* _WHAT TO PRODUCE_
Type out the whole listing again exactly, pictures omitted.

* _RECORDS FOR PROCESSING_
***

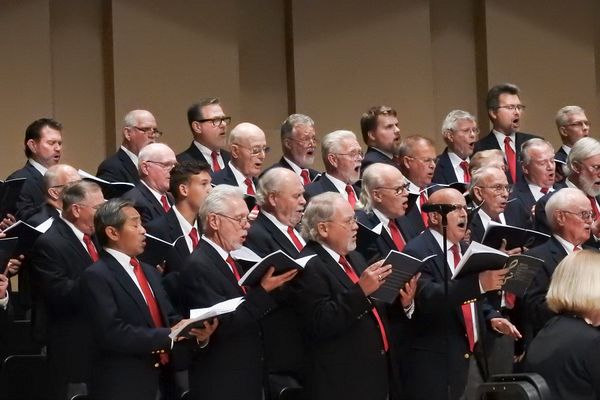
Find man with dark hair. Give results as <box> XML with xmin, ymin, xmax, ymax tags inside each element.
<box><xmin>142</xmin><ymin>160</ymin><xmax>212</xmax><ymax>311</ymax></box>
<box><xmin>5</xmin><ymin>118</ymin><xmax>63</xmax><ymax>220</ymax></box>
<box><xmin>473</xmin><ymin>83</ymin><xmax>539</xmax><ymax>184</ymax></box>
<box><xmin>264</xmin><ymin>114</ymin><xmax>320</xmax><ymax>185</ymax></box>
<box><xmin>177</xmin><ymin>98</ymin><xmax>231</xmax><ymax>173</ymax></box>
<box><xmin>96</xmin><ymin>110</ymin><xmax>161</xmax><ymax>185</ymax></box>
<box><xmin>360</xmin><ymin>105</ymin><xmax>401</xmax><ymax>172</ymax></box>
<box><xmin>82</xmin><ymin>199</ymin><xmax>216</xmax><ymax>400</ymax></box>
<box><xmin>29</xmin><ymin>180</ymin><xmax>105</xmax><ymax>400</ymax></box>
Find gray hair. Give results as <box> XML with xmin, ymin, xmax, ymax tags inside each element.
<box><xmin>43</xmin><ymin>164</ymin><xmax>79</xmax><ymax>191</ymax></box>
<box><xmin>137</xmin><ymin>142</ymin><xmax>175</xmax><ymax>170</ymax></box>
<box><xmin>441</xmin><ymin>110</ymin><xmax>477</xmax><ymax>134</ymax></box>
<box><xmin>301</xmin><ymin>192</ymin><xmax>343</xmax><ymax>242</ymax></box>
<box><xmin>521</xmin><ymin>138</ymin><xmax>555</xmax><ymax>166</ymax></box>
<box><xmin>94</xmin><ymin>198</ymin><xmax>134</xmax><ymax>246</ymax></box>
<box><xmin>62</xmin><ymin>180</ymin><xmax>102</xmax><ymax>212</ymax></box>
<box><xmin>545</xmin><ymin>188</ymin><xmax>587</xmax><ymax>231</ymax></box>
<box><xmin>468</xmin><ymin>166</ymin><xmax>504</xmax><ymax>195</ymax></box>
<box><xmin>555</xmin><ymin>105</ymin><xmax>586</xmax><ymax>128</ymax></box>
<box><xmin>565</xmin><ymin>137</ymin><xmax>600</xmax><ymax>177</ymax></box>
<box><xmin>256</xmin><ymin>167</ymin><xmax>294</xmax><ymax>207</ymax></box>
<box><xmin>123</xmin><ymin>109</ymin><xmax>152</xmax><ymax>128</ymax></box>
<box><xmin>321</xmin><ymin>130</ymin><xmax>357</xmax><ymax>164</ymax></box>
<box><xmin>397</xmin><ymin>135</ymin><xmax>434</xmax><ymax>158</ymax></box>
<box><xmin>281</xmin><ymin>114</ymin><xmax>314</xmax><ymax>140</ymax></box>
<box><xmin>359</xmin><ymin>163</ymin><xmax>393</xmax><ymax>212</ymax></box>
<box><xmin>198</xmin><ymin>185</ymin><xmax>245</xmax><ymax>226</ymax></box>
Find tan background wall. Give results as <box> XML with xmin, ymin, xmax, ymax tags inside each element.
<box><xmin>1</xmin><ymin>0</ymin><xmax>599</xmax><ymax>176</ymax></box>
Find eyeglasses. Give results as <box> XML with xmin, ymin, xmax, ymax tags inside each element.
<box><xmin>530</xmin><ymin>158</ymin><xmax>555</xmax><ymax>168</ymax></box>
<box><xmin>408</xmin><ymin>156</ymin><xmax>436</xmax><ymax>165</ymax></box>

***

* _ANSWER BELOW_
Find man with dark hair. Give results as <box> XML with xmin, ymin, xmax, ymax tags inside each element.
<box><xmin>142</xmin><ymin>160</ymin><xmax>212</xmax><ymax>311</ymax></box>
<box><xmin>5</xmin><ymin>118</ymin><xmax>63</xmax><ymax>220</ymax></box>
<box><xmin>473</xmin><ymin>83</ymin><xmax>539</xmax><ymax>184</ymax></box>
<box><xmin>264</xmin><ymin>114</ymin><xmax>320</xmax><ymax>185</ymax></box>
<box><xmin>177</xmin><ymin>98</ymin><xmax>231</xmax><ymax>173</ymax></box>
<box><xmin>96</xmin><ymin>110</ymin><xmax>161</xmax><ymax>185</ymax></box>
<box><xmin>360</xmin><ymin>105</ymin><xmax>401</xmax><ymax>172</ymax></box>
<box><xmin>82</xmin><ymin>199</ymin><xmax>216</xmax><ymax>400</ymax></box>
<box><xmin>29</xmin><ymin>180</ymin><xmax>105</xmax><ymax>400</ymax></box>
Find gray hair. Give results as <box> XML with xmin, ymin, xmax, ymax tags inside each element.
<box><xmin>43</xmin><ymin>164</ymin><xmax>79</xmax><ymax>191</ymax></box>
<box><xmin>137</xmin><ymin>142</ymin><xmax>175</xmax><ymax>170</ymax></box>
<box><xmin>441</xmin><ymin>110</ymin><xmax>477</xmax><ymax>134</ymax></box>
<box><xmin>301</xmin><ymin>192</ymin><xmax>343</xmax><ymax>242</ymax></box>
<box><xmin>521</xmin><ymin>138</ymin><xmax>555</xmax><ymax>166</ymax></box>
<box><xmin>94</xmin><ymin>198</ymin><xmax>134</xmax><ymax>246</ymax></box>
<box><xmin>62</xmin><ymin>180</ymin><xmax>102</xmax><ymax>212</ymax></box>
<box><xmin>545</xmin><ymin>188</ymin><xmax>587</xmax><ymax>231</ymax></box>
<box><xmin>468</xmin><ymin>166</ymin><xmax>504</xmax><ymax>195</ymax></box>
<box><xmin>555</xmin><ymin>105</ymin><xmax>586</xmax><ymax>128</ymax></box>
<box><xmin>565</xmin><ymin>137</ymin><xmax>600</xmax><ymax>177</ymax></box>
<box><xmin>256</xmin><ymin>167</ymin><xmax>294</xmax><ymax>207</ymax></box>
<box><xmin>123</xmin><ymin>109</ymin><xmax>152</xmax><ymax>128</ymax></box>
<box><xmin>321</xmin><ymin>130</ymin><xmax>357</xmax><ymax>164</ymax></box>
<box><xmin>397</xmin><ymin>135</ymin><xmax>434</xmax><ymax>158</ymax></box>
<box><xmin>281</xmin><ymin>114</ymin><xmax>314</xmax><ymax>140</ymax></box>
<box><xmin>359</xmin><ymin>163</ymin><xmax>393</xmax><ymax>212</ymax></box>
<box><xmin>198</xmin><ymin>185</ymin><xmax>245</xmax><ymax>226</ymax></box>
Find tan background wall. Give results as <box> XML with xmin, ymin, xmax, ymax tags inside each element.
<box><xmin>1</xmin><ymin>0</ymin><xmax>599</xmax><ymax>176</ymax></box>
Find eyeglasses. Give results as <box> XML with xmin, ymin, xmax, ymax tags inside each element.
<box><xmin>530</xmin><ymin>158</ymin><xmax>555</xmax><ymax>168</ymax></box>
<box><xmin>408</xmin><ymin>156</ymin><xmax>436</xmax><ymax>165</ymax></box>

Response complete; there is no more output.